= Exercise =
The expected result is every line of the records, printed exactly.

= Data listing =
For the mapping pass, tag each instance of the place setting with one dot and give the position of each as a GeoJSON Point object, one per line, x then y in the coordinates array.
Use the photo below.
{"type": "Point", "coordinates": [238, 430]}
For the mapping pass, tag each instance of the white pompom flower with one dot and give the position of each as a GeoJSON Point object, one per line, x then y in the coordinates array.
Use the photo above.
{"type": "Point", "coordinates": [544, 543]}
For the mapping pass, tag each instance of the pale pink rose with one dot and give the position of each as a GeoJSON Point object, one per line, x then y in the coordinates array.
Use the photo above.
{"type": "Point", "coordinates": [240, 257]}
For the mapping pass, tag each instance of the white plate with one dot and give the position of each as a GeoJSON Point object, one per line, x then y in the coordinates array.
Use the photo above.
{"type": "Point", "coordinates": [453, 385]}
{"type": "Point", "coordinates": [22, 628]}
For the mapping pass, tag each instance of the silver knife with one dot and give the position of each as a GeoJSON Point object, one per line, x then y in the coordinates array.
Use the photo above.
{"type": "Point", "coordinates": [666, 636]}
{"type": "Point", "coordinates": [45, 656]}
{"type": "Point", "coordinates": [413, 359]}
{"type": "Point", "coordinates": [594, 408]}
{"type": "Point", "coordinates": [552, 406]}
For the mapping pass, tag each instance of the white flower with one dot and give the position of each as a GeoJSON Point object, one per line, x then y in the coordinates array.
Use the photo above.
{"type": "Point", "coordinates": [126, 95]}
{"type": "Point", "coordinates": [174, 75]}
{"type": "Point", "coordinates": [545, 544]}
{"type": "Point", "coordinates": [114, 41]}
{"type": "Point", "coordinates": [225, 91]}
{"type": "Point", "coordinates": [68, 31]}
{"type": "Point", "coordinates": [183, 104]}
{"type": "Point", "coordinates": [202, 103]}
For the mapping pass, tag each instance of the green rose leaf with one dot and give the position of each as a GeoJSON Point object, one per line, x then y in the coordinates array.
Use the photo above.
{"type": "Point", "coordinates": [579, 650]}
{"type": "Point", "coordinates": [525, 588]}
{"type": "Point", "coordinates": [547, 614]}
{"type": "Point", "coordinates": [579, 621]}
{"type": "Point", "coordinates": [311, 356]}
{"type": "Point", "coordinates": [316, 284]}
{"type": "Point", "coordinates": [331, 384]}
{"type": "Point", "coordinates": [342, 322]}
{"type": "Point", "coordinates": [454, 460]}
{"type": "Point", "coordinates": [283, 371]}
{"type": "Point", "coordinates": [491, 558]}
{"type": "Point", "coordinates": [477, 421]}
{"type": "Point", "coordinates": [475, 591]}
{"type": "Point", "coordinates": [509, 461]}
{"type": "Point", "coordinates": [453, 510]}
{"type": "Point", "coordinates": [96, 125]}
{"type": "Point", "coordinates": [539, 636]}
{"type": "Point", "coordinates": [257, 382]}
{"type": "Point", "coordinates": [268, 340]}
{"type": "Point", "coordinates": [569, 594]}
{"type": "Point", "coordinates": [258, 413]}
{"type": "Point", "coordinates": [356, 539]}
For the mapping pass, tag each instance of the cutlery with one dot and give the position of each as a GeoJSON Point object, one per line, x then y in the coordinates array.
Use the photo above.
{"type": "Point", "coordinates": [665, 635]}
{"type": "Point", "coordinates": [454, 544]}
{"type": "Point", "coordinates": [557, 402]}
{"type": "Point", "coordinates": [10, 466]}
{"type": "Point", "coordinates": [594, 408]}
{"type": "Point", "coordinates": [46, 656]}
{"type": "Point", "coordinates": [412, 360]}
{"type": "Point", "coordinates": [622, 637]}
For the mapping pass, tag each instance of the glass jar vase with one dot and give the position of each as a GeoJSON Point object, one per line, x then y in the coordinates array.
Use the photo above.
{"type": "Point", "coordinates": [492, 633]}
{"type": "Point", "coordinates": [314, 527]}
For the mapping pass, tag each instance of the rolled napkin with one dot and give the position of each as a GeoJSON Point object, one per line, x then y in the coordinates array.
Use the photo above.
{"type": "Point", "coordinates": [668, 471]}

= Exercise output =
For the mapping pass, tag each instance of the place setting with one dot and give the position of each as a GeoJSON Point object, one per line, x then y in the coordinates array.
Use the photo below.
{"type": "Point", "coordinates": [238, 430]}
For the mapping pass, tag each instance of the white pompom flower with one dot and give the position of each as a GeoJSON Point object, one per line, x then y in the coordinates array.
Use the photo above.
{"type": "Point", "coordinates": [544, 543]}
For the mapping pass, tag each instance of the pale pink rose with one dot and give the position of each as a GeoJSON Point object, one per line, x then y in the coordinates array.
Use the photo above.
{"type": "Point", "coordinates": [240, 257]}
For the mapping pass, tag each instance of the white plate with one dot and give the position of each as a GeoJSON Point object, one per line, x then y in the coordinates array.
Use the photo above.
{"type": "Point", "coordinates": [453, 385]}
{"type": "Point", "coordinates": [22, 628]}
For the mapping pass, tag each instance of the silver knife with one dot and give the position of each as a GeoJSON Point object, one per line, x then y in the coordinates array.
Use the photo above.
{"type": "Point", "coordinates": [666, 636]}
{"type": "Point", "coordinates": [45, 656]}
{"type": "Point", "coordinates": [413, 359]}
{"type": "Point", "coordinates": [594, 408]}
{"type": "Point", "coordinates": [552, 406]}
For the mapping pass, tag each instance of the white flower with one dot and give the position of each as a GeoJSON Point object, one per line, x then y in the coordinates array.
Use the photo above.
{"type": "Point", "coordinates": [126, 95]}
{"type": "Point", "coordinates": [174, 75]}
{"type": "Point", "coordinates": [545, 544]}
{"type": "Point", "coordinates": [114, 41]}
{"type": "Point", "coordinates": [225, 91]}
{"type": "Point", "coordinates": [68, 31]}
{"type": "Point", "coordinates": [183, 104]}
{"type": "Point", "coordinates": [202, 103]}
For the mapping pass, tag each instance of the green rose leaf with one dot and give the position of each as a GeoJSON Point object, one per line, x then y in the coordinates array.
Use the photo above.
{"type": "Point", "coordinates": [579, 650]}
{"type": "Point", "coordinates": [525, 588]}
{"type": "Point", "coordinates": [547, 614]}
{"type": "Point", "coordinates": [579, 621]}
{"type": "Point", "coordinates": [311, 356]}
{"type": "Point", "coordinates": [316, 284]}
{"type": "Point", "coordinates": [331, 384]}
{"type": "Point", "coordinates": [342, 322]}
{"type": "Point", "coordinates": [454, 460]}
{"type": "Point", "coordinates": [283, 371]}
{"type": "Point", "coordinates": [491, 558]}
{"type": "Point", "coordinates": [477, 421]}
{"type": "Point", "coordinates": [475, 591]}
{"type": "Point", "coordinates": [509, 461]}
{"type": "Point", "coordinates": [453, 510]}
{"type": "Point", "coordinates": [96, 125]}
{"type": "Point", "coordinates": [539, 636]}
{"type": "Point", "coordinates": [257, 382]}
{"type": "Point", "coordinates": [268, 340]}
{"type": "Point", "coordinates": [569, 594]}
{"type": "Point", "coordinates": [258, 413]}
{"type": "Point", "coordinates": [356, 539]}
For the mapping pass, tag each instance of the cutlery with one dot and give the position of each as a GeoJSON Point object, one per line, x then y in the coordinates array.
Use the photo above.
{"type": "Point", "coordinates": [665, 635]}
{"type": "Point", "coordinates": [454, 544]}
{"type": "Point", "coordinates": [557, 402]}
{"type": "Point", "coordinates": [10, 466]}
{"type": "Point", "coordinates": [594, 408]}
{"type": "Point", "coordinates": [46, 656]}
{"type": "Point", "coordinates": [412, 360]}
{"type": "Point", "coordinates": [622, 637]}
For the mapping pass, tag each instance of the glass jar vase with one dot and give the position of each as a GeoJSON Point object, one per line, x then y in the coordinates array.
Use the photo above.
{"type": "Point", "coordinates": [492, 633]}
{"type": "Point", "coordinates": [314, 527]}
For the mapping pass, tag each instance of the rolled napkin with one dot and give the position of each as a GeoJSON Point object, one per line, x then y in the coordinates array.
Use the photo above.
{"type": "Point", "coordinates": [668, 471]}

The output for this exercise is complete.